> _TASK TO CARRY OUT_
Below are records; write all of them out exactly.

> _SUPPLIED DATA_
== Segment start ==
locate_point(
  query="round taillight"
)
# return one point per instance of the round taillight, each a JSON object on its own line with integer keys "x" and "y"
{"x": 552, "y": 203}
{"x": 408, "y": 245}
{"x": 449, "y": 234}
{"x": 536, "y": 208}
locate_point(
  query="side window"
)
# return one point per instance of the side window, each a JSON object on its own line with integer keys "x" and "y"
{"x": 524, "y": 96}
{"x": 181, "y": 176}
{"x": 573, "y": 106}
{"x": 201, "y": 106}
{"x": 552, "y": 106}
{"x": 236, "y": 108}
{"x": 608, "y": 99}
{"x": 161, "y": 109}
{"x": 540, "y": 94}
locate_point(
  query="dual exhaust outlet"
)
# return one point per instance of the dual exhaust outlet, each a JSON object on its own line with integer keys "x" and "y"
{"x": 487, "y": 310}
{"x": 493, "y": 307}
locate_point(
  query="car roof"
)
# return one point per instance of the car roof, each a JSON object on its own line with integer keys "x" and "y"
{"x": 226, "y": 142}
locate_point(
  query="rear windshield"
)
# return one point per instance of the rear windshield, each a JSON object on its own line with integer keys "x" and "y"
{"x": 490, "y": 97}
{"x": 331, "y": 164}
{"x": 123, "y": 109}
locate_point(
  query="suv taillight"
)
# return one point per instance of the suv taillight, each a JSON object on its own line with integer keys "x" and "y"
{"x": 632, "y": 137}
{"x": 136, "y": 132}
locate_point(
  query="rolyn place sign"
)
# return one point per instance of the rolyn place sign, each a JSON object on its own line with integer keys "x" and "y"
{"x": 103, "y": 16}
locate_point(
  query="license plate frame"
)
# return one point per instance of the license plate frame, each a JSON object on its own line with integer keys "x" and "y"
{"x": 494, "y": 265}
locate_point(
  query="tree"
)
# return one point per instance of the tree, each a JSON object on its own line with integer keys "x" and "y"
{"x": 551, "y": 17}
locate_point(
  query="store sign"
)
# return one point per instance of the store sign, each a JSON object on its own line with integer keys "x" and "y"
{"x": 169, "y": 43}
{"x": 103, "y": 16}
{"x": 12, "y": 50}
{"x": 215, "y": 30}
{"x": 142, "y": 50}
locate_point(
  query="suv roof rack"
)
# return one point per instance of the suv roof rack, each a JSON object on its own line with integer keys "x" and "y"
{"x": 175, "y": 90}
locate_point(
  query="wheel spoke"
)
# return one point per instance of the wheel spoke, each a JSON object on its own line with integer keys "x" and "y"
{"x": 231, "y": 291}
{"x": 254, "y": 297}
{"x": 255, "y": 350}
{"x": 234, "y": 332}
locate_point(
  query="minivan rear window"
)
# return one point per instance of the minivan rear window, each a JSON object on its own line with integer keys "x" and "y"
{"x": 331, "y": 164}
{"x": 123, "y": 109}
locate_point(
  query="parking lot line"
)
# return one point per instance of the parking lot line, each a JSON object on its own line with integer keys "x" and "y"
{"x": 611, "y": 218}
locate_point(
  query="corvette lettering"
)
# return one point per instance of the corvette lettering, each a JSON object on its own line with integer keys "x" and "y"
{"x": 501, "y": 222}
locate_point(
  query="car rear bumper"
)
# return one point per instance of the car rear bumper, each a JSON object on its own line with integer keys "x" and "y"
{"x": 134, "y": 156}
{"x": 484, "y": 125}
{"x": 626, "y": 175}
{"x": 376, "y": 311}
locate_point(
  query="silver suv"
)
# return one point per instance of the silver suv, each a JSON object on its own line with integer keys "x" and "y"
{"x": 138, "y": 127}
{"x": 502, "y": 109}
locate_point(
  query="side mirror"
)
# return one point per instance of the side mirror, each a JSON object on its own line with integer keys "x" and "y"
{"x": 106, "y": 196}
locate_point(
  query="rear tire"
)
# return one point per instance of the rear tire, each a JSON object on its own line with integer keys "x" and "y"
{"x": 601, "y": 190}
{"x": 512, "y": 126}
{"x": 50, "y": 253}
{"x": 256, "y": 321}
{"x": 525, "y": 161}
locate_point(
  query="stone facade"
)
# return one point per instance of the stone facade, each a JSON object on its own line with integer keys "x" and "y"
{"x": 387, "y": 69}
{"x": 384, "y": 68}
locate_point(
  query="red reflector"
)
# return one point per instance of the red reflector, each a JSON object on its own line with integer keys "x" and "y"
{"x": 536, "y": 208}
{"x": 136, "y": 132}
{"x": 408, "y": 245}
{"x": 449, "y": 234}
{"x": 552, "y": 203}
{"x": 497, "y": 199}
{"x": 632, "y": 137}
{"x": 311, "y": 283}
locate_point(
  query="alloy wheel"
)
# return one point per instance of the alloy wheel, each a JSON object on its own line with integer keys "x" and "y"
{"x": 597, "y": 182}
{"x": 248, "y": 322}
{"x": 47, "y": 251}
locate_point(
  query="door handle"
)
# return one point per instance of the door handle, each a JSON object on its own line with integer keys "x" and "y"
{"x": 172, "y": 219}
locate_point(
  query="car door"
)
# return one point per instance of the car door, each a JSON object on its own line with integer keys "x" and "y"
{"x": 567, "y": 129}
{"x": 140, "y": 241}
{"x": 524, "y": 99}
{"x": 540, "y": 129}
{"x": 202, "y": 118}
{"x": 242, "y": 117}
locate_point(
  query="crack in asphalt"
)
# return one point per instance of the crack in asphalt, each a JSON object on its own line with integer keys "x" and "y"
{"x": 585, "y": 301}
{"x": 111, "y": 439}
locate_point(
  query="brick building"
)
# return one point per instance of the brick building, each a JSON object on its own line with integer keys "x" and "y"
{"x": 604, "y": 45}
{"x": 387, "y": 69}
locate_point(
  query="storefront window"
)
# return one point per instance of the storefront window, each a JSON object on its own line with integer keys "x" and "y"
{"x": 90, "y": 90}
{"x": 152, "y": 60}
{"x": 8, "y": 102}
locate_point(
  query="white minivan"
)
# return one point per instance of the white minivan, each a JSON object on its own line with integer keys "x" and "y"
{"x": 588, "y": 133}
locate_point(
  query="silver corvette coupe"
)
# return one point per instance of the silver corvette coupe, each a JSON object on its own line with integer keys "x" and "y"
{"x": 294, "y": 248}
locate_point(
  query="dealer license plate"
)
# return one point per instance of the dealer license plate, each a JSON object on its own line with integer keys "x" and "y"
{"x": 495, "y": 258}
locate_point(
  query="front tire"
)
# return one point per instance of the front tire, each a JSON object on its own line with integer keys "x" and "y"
== Segment end ==
> _ANSWER TO THIS TASK_
locate_point(
  query="round taillight"
)
# return one point per instance of the round taillight, each a JSON object on its own line with integer keys "x" and "y"
{"x": 552, "y": 203}
{"x": 408, "y": 245}
{"x": 449, "y": 234}
{"x": 536, "y": 208}
locate_point(
  query="side window"
)
# return one point per instance of the side window, each a JSON object on its own line with integer keys "x" and "y"
{"x": 524, "y": 96}
{"x": 181, "y": 176}
{"x": 573, "y": 106}
{"x": 201, "y": 106}
{"x": 552, "y": 106}
{"x": 236, "y": 108}
{"x": 608, "y": 99}
{"x": 161, "y": 109}
{"x": 540, "y": 94}
locate_point(
  query="dual exhaust outlet"
)
# return one point per instance of the dual exhaust outlet, each a JSON object on its own line with integer keys "x" and "y"
{"x": 487, "y": 310}
{"x": 493, "y": 307}
locate_point(
  query="car roof"
)
# return one point per instance of the car roof, each a JSON object on its own line with integer keys "x" and "y"
{"x": 226, "y": 142}
locate_point(
  query="rear windshield"
)
# return one point per instance of the rear windshield, each a JSON object on its own line with integer keys "x" and "y"
{"x": 490, "y": 97}
{"x": 331, "y": 164}
{"x": 123, "y": 109}
locate_point(
  query="suv taillight"
)
# return one point per instance of the suv taillight, each a JSON object on its own line with integer keys "x" and "y"
{"x": 632, "y": 137}
{"x": 136, "y": 132}
locate_point(
  query="rolyn place sign"
)
# return one point per instance of the rolyn place sign, each a JSON object on its own line with integer keys "x" and "y"
{"x": 103, "y": 16}
locate_point(
  query="license plate frame"
)
# return one point per instance of the license plate frame, each a JSON object on its own line with integer keys "x" and "y"
{"x": 494, "y": 265}
locate_point(
  query="tree"
)
# return one point per instance of the tree, each a JSON object on its own line with integer keys "x" and "y"
{"x": 551, "y": 17}
locate_point(
  query="store sign"
)
# return one point per instance of the store sign, each a JSON object on its own line with integer keys "x" and "y"
{"x": 169, "y": 43}
{"x": 103, "y": 16}
{"x": 12, "y": 50}
{"x": 215, "y": 30}
{"x": 142, "y": 50}
locate_point(
  query="suv roof rack"
)
# return one point per instance of the suv roof rack, each a JSON object on its own line with integer keys "x" and "y"
{"x": 175, "y": 90}
locate_point(
  query="wheel spoke"
)
# return one point per instance of the wheel spoke, each a JSON object on its own line with integer keys "x" and "y"
{"x": 231, "y": 291}
{"x": 254, "y": 297}
{"x": 255, "y": 350}
{"x": 234, "y": 332}
locate_point(
  query="minivan rear window"
)
# return one point per instance of the minivan rear window, each a JSON object on its own line with integer keys "x" and "y"
{"x": 331, "y": 164}
{"x": 123, "y": 109}
locate_point(
  query="parking lot line"
)
# return one point per instance of the parking lot line, each a JSON object on its own line with integer keys "x" and "y"
{"x": 611, "y": 218}
locate_point(
  query="corvette lettering"
)
# return one point per instance of the corvette lettering, each a JSON object on its own line with integer keys "x" and "y"
{"x": 501, "y": 222}
locate_point(
  query="car rear bumper"
)
# return one point per instance of the car rear bumper, each a JSON object on its own line with integer keys "x" and "y"
{"x": 134, "y": 156}
{"x": 484, "y": 125}
{"x": 626, "y": 175}
{"x": 376, "y": 311}
locate_point(
  query="silver suv"
)
# return one point per instance of the silver suv, each a JSON object on its own line with integer keys "x" and "y"
{"x": 138, "y": 127}
{"x": 502, "y": 109}
locate_point(
  query="side mirror"
)
# return one point per instance of the side mirror, each a JSON object on its own line with integer keys "x" and "y"
{"x": 106, "y": 196}
locate_point(
  query="rear tire"
)
# return one point per instance of the rear tire, each a JSON object on its own line with integer keys "x" and "y"
{"x": 601, "y": 190}
{"x": 512, "y": 126}
{"x": 50, "y": 253}
{"x": 256, "y": 321}
{"x": 525, "y": 161}
locate_point(
  query="stone facade"
)
# return one point per instance of the stone facade, each a JSON object on its own line with integer keys "x" and "y"
{"x": 387, "y": 69}
{"x": 384, "y": 68}
locate_point(
  query="red reflector"
)
# return one point per instance of the red reflector, each a JSON object on its own line with integer keys "x" and "y"
{"x": 536, "y": 208}
{"x": 136, "y": 132}
{"x": 408, "y": 245}
{"x": 449, "y": 234}
{"x": 552, "y": 203}
{"x": 497, "y": 199}
{"x": 632, "y": 137}
{"x": 311, "y": 283}
locate_point(
  query="alloy wheel"
)
# return one point per instance of the alloy wheel, each a JSON object on its own line with integer keys "x" and "y"
{"x": 597, "y": 182}
{"x": 248, "y": 322}
{"x": 47, "y": 251}
locate_point(
  query="door handle"
)
# return one point per instance of the door handle, each a JSON object on its own line with integer keys "x" and "y"
{"x": 172, "y": 219}
locate_point(
  query="car door"
)
# return one point per instance of the car door, each a JSON object on its own line with integer keys "x" and "y"
{"x": 567, "y": 129}
{"x": 140, "y": 241}
{"x": 524, "y": 99}
{"x": 540, "y": 129}
{"x": 202, "y": 118}
{"x": 242, "y": 117}
locate_point(
  query="crack in asphalt"
)
# return one point per instance of the crack in asphalt, each a JSON object on its own line with integer keys "x" and "y"
{"x": 585, "y": 301}
{"x": 111, "y": 439}
locate_point(
  query="brick building"
)
# return one point per instance of the brick building, each a JSON object on its own line with integer keys "x" and "y"
{"x": 604, "y": 45}
{"x": 387, "y": 69}
locate_point(
  query="storefront window"
)
# return one point per instance of the storefront window, each a JSON object on its own line with integer keys "x" and "y"
{"x": 90, "y": 90}
{"x": 152, "y": 60}
{"x": 8, "y": 102}
locate_point(
  query="white minivan"
)
# return one point per instance of the white minivan, each a JSON object on its own line with integer keys "x" and "y"
{"x": 588, "y": 133}
locate_point(
  query="silver corvette coupe"
)
# return one point per instance of the silver corvette coupe, each a JSON object on its own line with integer keys "x" and "y"
{"x": 294, "y": 248}
locate_point(
  query="dealer license plate"
)
# return one point per instance of the dealer license plate, each a JSON object on its own line with integer keys "x" and "y"
{"x": 495, "y": 258}
locate_point(
  query="front tire"
)
# return one point per instance of the front tire, each a JSON object on its own line with integer keys "x" and "y"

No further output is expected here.